[Records of labeled points]
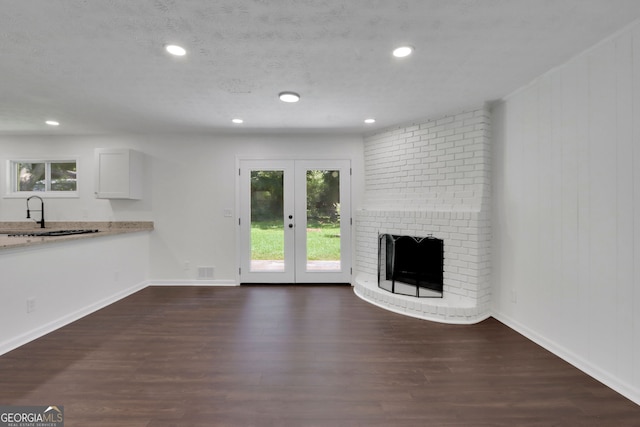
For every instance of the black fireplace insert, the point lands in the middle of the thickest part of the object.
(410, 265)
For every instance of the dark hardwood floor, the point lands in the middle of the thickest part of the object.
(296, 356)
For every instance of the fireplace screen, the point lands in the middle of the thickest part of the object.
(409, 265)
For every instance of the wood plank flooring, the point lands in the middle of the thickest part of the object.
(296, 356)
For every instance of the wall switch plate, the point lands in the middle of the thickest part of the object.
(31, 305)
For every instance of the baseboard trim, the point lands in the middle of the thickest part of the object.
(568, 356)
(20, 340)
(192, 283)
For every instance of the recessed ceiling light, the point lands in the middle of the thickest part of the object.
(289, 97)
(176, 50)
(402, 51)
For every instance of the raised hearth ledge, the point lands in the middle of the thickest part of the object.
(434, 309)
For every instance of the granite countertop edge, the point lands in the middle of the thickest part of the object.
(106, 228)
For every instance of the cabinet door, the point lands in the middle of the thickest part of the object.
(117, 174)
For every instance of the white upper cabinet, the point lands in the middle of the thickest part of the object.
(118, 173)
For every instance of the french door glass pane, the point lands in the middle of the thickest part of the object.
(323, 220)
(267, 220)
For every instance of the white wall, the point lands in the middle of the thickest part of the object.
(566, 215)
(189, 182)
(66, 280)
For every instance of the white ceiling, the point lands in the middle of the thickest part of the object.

**OBJECTIVE:**
Copy everything from the line containing "For every instance of the white wall, the" down through the end of the entries, swapping "white" for "cream" and leaving all else unchanged.

**SOLUTION:**
For every instance of the cream wall, the point lands in the middle of the thickest part of the object.
(566, 215)
(189, 182)
(66, 280)
For every instance of the cream ceiling, the point lands in the middle of the thickest part of the object.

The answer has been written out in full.